Repeat the following entries exactly, excluding pictures.

........

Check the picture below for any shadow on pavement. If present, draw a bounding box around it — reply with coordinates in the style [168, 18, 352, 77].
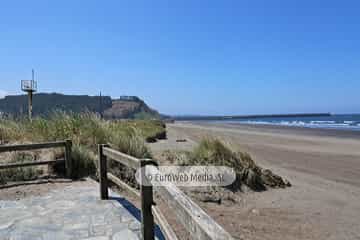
[110, 196, 166, 240]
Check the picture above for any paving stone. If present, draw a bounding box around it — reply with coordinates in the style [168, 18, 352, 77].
[112, 229, 140, 240]
[42, 231, 72, 240]
[0, 183, 148, 239]
[81, 236, 109, 240]
[0, 220, 15, 231]
[128, 221, 141, 231]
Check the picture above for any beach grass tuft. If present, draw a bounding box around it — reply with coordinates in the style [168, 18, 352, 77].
[163, 137, 290, 191]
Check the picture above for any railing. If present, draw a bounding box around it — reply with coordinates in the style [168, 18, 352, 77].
[98, 144, 234, 240]
[0, 140, 73, 178]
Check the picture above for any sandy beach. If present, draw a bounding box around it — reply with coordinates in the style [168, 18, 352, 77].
[149, 122, 360, 240]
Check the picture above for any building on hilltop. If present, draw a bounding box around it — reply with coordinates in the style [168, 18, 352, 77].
[119, 96, 139, 101]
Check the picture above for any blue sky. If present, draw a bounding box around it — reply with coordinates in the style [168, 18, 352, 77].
[0, 0, 359, 115]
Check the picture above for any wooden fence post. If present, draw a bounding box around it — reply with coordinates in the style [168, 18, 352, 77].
[140, 160, 155, 240]
[98, 144, 109, 200]
[64, 139, 72, 178]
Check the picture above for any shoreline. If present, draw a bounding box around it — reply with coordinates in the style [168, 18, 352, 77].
[173, 112, 331, 121]
[177, 120, 360, 140]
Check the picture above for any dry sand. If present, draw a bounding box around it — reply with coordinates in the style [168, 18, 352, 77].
[149, 122, 360, 240]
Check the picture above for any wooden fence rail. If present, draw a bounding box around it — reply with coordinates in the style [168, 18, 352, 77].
[0, 140, 73, 178]
[98, 144, 234, 240]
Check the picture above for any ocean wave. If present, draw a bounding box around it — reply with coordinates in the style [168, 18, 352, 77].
[240, 120, 360, 131]
[242, 121, 271, 125]
[281, 120, 303, 124]
[311, 120, 336, 124]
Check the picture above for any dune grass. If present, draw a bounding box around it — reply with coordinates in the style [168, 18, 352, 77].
[0, 111, 165, 181]
[163, 137, 290, 191]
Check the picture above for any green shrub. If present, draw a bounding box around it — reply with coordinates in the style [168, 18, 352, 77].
[0, 118, 26, 143]
[70, 144, 97, 179]
[108, 128, 151, 159]
[0, 152, 43, 184]
[189, 138, 235, 167]
[167, 137, 290, 191]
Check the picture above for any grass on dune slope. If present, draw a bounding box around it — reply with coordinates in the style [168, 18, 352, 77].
[162, 138, 291, 192]
[0, 111, 165, 182]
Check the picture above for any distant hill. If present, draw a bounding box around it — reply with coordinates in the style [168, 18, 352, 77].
[104, 96, 160, 119]
[0, 93, 160, 119]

........

- **Answer to the problem**
Check the picture below for any shadow on pavement. If present, draw a bounding box around it — reply with coordinates in the style [168, 18, 352, 77].
[110, 196, 166, 240]
Check the picture above for any paving stone. If present, draw a bounding box around it — reply with coordinates in the style [168, 18, 352, 77].
[112, 229, 140, 240]
[42, 231, 72, 240]
[0, 183, 148, 239]
[81, 236, 109, 240]
[0, 220, 15, 231]
[128, 221, 141, 231]
Check the picture above for any beach grass tuft. If present, draw a bounding box around it — reply with coordinates in the style [168, 18, 352, 77].
[163, 137, 290, 191]
Check the picture above for any railing. If present, draw a bounding box around it — reply with coordinates in the style [168, 18, 352, 77].
[98, 144, 234, 240]
[0, 140, 73, 178]
Check the picture above for any sandy beach. If present, draw a bounding box around it — reply with coordinates in the style [168, 18, 352, 77].
[149, 122, 360, 240]
Check the picture above for any building on hilltop. If present, draw a bounding box around it — reply with coordinates in the style [168, 18, 352, 77].
[119, 96, 139, 101]
Check the picture above for any blue sky. If present, draw a bounding box around it — reply with coordinates in the style [168, 18, 352, 77].
[0, 0, 359, 115]
Check the picture above for any wooden fence post. If present, draw a bounding box around it — reply with coordinates in the style [168, 18, 352, 77].
[140, 160, 155, 240]
[98, 144, 109, 200]
[64, 139, 72, 178]
Check the picture above for any shoreline. If present, draw a bounding box around it — reply with coordinates in the style [168, 18, 352, 77].
[173, 112, 331, 121]
[177, 120, 360, 140]
Check the picture above for any dry sand. If present, draw a bounding box around it — reply with coordinates in the style [168, 18, 352, 77].
[149, 122, 360, 240]
Check the picture above for any wooden fence rail. If present, draw a bounding box around it — reply with coordinates in the style [168, 18, 352, 77].
[0, 140, 73, 178]
[98, 144, 234, 240]
Check the picture above for any ocean wave. If present, draw a bounding box around it — reply with coordinates in the style [168, 18, 352, 77].
[240, 120, 360, 131]
[242, 121, 271, 125]
[281, 120, 303, 124]
[311, 120, 336, 124]
Check the picture above for any dune grass. If present, draw a bounding box around it — reply with coordinates in the style [168, 18, 352, 77].
[0, 111, 165, 181]
[163, 137, 290, 191]
Check the picture above for any green shrub. If present, draw a bounding box around it — reply with coordinates in the style [168, 18, 352, 77].
[0, 118, 26, 143]
[70, 144, 97, 179]
[108, 128, 151, 159]
[0, 152, 43, 184]
[189, 138, 235, 167]
[167, 137, 290, 191]
Check the picture above for any grass on dune slope. If present, draw a bounding box around it — reply with coordinates in the style [168, 18, 352, 77].
[162, 138, 291, 192]
[0, 111, 165, 182]
Check the picture above for any distant hill. If present, draw a bounding box around it — reply with coordinates in the style [168, 18, 352, 77].
[104, 96, 160, 119]
[0, 93, 160, 119]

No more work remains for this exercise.